--- BEGIN Recorded information ---

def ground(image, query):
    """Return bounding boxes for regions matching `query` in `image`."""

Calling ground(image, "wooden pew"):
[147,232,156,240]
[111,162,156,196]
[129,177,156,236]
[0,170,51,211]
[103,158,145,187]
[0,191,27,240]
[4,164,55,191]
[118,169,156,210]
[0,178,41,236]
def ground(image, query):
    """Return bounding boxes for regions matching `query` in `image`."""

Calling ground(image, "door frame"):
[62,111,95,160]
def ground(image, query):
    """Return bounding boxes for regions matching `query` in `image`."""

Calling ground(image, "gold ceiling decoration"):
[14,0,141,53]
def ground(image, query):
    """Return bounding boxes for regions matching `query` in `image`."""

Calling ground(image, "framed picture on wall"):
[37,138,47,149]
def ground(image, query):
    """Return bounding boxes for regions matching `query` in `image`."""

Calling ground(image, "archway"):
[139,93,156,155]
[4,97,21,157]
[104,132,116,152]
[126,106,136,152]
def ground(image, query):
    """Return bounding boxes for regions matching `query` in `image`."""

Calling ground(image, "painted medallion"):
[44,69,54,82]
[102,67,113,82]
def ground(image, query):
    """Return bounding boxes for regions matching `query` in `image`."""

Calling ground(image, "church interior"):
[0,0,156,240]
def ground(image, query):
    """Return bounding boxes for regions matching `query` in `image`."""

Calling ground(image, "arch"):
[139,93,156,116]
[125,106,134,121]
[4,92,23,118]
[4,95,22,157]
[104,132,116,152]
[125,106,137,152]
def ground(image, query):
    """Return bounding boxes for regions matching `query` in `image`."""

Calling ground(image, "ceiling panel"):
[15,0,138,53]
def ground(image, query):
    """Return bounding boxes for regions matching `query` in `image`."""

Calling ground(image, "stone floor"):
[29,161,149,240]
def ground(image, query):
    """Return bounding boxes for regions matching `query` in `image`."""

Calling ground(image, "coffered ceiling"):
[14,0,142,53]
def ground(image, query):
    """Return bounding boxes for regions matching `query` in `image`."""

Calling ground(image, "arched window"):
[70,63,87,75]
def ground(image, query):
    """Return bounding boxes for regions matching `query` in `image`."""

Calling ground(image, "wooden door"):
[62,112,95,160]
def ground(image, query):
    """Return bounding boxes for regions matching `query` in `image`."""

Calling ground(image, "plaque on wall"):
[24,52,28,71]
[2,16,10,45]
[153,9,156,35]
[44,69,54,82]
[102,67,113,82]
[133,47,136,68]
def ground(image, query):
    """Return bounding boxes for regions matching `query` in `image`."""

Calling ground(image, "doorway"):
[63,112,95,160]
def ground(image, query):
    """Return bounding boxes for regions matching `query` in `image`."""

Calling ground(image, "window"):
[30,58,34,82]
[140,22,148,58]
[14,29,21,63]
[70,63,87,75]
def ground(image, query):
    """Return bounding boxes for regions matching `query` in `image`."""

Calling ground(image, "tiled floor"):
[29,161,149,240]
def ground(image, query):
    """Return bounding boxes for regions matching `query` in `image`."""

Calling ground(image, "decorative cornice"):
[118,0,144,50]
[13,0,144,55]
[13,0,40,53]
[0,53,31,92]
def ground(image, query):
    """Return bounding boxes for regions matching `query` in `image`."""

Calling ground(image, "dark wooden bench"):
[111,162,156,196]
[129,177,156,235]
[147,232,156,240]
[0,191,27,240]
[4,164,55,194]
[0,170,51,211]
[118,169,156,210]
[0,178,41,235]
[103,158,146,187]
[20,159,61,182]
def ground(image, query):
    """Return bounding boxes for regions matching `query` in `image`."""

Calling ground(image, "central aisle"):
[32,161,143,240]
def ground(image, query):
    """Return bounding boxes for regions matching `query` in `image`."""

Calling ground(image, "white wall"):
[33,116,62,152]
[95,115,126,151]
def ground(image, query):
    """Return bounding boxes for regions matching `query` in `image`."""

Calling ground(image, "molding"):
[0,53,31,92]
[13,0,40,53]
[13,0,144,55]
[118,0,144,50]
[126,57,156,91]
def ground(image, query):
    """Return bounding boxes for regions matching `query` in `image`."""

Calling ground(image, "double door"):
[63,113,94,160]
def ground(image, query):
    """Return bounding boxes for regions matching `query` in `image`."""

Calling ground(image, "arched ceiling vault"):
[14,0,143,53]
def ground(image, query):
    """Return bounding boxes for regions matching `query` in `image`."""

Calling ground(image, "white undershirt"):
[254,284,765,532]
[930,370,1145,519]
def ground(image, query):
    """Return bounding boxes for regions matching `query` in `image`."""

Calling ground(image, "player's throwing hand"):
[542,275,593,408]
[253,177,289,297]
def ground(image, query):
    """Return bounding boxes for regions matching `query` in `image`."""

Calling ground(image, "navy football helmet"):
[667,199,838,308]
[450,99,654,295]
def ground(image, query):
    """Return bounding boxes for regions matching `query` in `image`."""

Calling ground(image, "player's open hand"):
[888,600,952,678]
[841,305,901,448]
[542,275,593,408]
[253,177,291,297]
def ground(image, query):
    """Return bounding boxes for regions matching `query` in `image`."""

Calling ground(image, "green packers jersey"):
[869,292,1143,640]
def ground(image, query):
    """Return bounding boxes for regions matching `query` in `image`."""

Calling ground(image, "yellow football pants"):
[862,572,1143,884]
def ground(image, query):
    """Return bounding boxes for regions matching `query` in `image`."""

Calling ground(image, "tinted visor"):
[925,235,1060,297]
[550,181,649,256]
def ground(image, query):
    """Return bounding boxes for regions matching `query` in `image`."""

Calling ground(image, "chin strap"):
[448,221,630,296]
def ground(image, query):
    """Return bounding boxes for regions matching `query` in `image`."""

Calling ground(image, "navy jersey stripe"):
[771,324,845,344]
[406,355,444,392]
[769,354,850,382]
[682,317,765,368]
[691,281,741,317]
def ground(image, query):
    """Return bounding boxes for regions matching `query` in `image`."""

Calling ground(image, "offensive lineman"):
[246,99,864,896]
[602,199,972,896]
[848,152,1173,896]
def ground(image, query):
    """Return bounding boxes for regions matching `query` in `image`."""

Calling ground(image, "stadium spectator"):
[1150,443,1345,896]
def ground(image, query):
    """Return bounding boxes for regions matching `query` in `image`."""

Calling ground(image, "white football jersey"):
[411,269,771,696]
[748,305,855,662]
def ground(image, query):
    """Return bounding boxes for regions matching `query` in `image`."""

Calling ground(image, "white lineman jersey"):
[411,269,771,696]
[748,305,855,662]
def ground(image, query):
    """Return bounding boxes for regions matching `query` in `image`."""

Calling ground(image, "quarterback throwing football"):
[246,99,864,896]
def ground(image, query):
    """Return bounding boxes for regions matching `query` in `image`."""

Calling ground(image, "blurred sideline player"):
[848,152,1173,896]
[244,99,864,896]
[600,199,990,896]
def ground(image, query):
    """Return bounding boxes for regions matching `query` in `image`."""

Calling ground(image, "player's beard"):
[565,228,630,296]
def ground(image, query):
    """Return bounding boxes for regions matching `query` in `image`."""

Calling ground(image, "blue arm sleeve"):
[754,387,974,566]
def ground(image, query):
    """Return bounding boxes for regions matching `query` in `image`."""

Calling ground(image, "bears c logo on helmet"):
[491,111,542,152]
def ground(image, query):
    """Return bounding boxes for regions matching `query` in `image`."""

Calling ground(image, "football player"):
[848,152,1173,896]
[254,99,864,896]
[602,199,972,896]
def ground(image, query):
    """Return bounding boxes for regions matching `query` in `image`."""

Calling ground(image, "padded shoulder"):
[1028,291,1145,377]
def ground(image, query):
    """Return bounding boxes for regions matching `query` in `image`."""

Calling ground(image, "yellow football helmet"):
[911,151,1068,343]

--- END Recorded information ---

** Exercise aim **
Put the rows above into a numbered list, starting at the first line and going on through the line containing "[0,178,41,236]". Leave out blank lines.

** Complete answer **
1. def ground(image, query):
2.     """Return bounding boxes for regions matching `query` in `image`."""
3. Calling ground(image, "wooden pew"):
4. [147,232,156,240]
5. [111,162,156,196]
6. [129,177,156,236]
7. [0,170,51,211]
8. [103,158,145,187]
9. [0,191,27,240]
10. [4,164,55,191]
11. [118,169,156,210]
12. [0,178,41,236]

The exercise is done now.